● **Work task**: The data shown below should all be retyped exactly.

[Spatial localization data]
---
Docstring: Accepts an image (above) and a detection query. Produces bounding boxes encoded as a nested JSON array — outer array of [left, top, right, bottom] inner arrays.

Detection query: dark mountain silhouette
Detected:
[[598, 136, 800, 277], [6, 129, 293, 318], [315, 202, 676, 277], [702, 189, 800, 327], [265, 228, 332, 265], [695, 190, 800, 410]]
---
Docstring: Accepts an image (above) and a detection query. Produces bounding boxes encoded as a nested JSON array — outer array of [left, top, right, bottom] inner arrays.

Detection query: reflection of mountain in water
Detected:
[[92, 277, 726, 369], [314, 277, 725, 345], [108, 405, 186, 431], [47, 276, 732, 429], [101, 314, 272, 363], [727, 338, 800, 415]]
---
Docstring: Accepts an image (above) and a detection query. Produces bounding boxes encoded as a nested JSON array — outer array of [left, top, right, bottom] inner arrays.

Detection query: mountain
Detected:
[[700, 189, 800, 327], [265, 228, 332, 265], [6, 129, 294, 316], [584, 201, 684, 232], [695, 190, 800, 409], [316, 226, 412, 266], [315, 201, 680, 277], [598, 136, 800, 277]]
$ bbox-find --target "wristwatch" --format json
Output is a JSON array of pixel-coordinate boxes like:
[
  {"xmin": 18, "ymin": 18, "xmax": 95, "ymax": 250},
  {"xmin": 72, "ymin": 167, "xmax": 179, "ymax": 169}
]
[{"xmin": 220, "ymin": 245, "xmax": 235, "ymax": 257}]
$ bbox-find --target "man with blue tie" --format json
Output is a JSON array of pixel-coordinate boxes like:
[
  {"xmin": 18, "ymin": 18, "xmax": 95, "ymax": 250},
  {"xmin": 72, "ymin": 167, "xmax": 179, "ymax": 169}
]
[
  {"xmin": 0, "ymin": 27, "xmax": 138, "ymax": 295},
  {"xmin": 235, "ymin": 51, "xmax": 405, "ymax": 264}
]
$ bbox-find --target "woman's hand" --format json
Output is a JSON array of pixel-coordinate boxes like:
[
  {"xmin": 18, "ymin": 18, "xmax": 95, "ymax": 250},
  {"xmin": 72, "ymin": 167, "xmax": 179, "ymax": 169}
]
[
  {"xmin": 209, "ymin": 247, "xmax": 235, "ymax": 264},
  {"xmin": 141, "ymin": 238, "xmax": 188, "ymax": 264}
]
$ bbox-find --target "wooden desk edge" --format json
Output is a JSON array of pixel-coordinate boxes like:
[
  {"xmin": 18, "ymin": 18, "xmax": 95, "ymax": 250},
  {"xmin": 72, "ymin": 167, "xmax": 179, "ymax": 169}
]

● **Exercise output**:
---
Docstring: Accepts an image (above) and a detection query. Produces bounding boxes encoded as a nested JSON array — outer array of [left, top, right, bottom] inner arrays.

Detection query: dark mountain silhouette
Detected:
[[598, 136, 800, 277], [6, 129, 293, 318], [315, 202, 676, 277], [702, 189, 800, 327], [265, 228, 332, 265], [695, 190, 800, 410]]
---
Docstring: Accepts an image (above) and a detection query. Produces bounding boxes encoded as a nested JSON array — outer array of [left, top, right, bottom] inner arrays.

Detection query: reflection of mountain in water
Detected:
[[92, 277, 726, 369], [314, 277, 725, 345], [108, 405, 186, 431], [47, 276, 732, 429], [101, 314, 272, 363], [727, 338, 800, 415]]
---
Docstring: Accepts an image (above) and a detection query. Produces bounding boxes encoded as a nested JSON array — outer array of [left, top, right, bottom] inner arrays.

Detection query: mountain
Detected:
[[700, 189, 800, 327], [265, 228, 332, 265], [6, 129, 294, 316], [584, 201, 684, 232], [695, 190, 800, 409], [316, 226, 412, 266], [315, 201, 680, 277], [598, 136, 800, 277]]
$ bbox-find --target "wristwatch" --format json
Output is a JSON array of pixel-coordinate boxes like:
[
  {"xmin": 18, "ymin": 18, "xmax": 95, "ymax": 250},
  {"xmin": 72, "ymin": 167, "xmax": 179, "ymax": 169}
]
[{"xmin": 220, "ymin": 245, "xmax": 235, "ymax": 257}]
$ bbox-find --target "man with blue tie" --format json
Output is a JSON array of pixel-coordinate boxes like:
[
  {"xmin": 18, "ymin": 18, "xmax": 95, "ymax": 250},
  {"xmin": 72, "ymin": 167, "xmax": 179, "ymax": 169}
]
[
  {"xmin": 0, "ymin": 27, "xmax": 138, "ymax": 295},
  {"xmin": 235, "ymin": 51, "xmax": 405, "ymax": 264}
]
$ bbox-find --target "woman's hand" --format json
Output is a JSON array of pixel-coordinate boxes like:
[
  {"xmin": 18, "ymin": 18, "xmax": 95, "ymax": 250},
  {"xmin": 72, "ymin": 167, "xmax": 179, "ymax": 169}
]
[
  {"xmin": 209, "ymin": 247, "xmax": 235, "ymax": 264},
  {"xmin": 141, "ymin": 238, "xmax": 188, "ymax": 264}
]
$ bbox-find --target "wooden desk edge" --format json
Output is a JSON array of pixel-coordinate boxes like:
[
  {"xmin": 18, "ymin": 18, "xmax": 95, "ymax": 250},
  {"xmin": 72, "ymin": 167, "xmax": 179, "ymax": 169}
]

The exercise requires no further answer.